**Texte choisi:**
◇ ◇ ◇ ◇ ◇
Pour une praxis impérative face au pouvoir algérien

Le président Abdelaziz Bouteflika.
Le président Abdelaziz Bouteflika.

Les législatives de 2012 ont scellé un clivage larvé entre les Algériens. Ceux qui ont participé au vote et ceux qui les ont boycottés.

Ce clivage implique pour les uns leur complicité dans la reconduction du statut quo, qui leur garantit un accès conséquent a la rente des hydrocarbures. En échange, ils s’investissent par leur soutien dans la pérennisation du système de pouvoir dominant, qui a besoin d’une élite soumise pour expédier ses affaires de gouvernance, sans pour cela venir lui contester son hégémonie sur le pouvoir de décision, ni sur son caractère illégitime, encore moins sur ses passifs en matière de crime contre les droits humains et la dilapidation des biens publics commis par ce régime depuis l’indépendance nationale. Pour les autres, ils n’ont eu d’autres choix que le boycott pour la rupture ouverte avec le système, motivé par leur engagement dans la lutte pour l’instauration d’un état de droit.

L’Algérie se trouve ainsi scindée en deux parties qui se tournent le dos, laissant entrevoir un face à face en perspective, dont on ne peut prévoir à ce jour les conséquences. L’appel au boycott de ces derniers s’est soldé par une adhésion massive de la population, dont le taux de participation a avoisiné à peine les 13%.

Pendant que l’Algérie soumise avec sa myriade de partis politiques et de presse publique et "indépendante" sans substance courbe l’échine face à l’appel du régime dictatorial, l’autre Algérie, celle qui a pris le parti de se dresser contre le pouvoir despotique dominant, dans une posture de rupture, appel à la mobilisation, résiste et lutte pour mettre fin à la dictatu re. Dans le désordre certes, avec insuffisamment de détermination et de volonté, mais non sans avoir créé un précédent historique irréversible. Refusant la résignation et disant non à la soumission. La maturation de la radicalisation de ce défi est devenue possible à la suite d’un énième leurre de normalisation de la vie démocratique, dont la lassitude engendrée par son caractère répétitif et sournois a précipité la rupture. Celle-ci ouvre incontestablement la voie à un processus de lutte qui marque le début de la fin de la souffrance de tout un peuple, qui a été confiné depuis l’indépendance dans un état de marginalisation total.
◇ ◇ ◇ ◇ ◇
**Travail à faire:**
#1 Traduisez en anglais cette phrase du texte sur le pouvoir algérien : « L’Algérie se trouve ainsi scindée en deux parties qui se tournent le dos, laissant entrevoir un face à face en perspective, dont on ne peut prévoir à ce jour les conséquences. »
#2 Extrayez des enregistrements chaque ligne qui contient le mot « separated ».
◇ ◇ ◇ ◇ ◇
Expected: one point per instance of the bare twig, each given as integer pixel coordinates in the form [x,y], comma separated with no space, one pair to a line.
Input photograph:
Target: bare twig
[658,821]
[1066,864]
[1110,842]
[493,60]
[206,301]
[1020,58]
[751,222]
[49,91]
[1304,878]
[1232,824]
◇ ◇ ◇ ◇ ◇
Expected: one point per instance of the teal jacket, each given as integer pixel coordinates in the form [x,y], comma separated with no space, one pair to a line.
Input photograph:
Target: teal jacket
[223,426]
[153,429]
◇ ◇ ◇ ◇ ◇
**Réponses ci-dessous:**
#1 Algeria thus finds itself split into two parts that turn their backs on each other, hinting at a looming confrontation whose consequences cannot be foreseen to this day.

#2
Expected: one point per instance of the bare twig, each given as integer pixel coordinates in the form [x,y], comma separated with no space, one pair to a line.
Expected: one point per instance of the teal jacket, each given as integer pixel coordinates in the form [x,y], comma separated with no space, one pair to a line.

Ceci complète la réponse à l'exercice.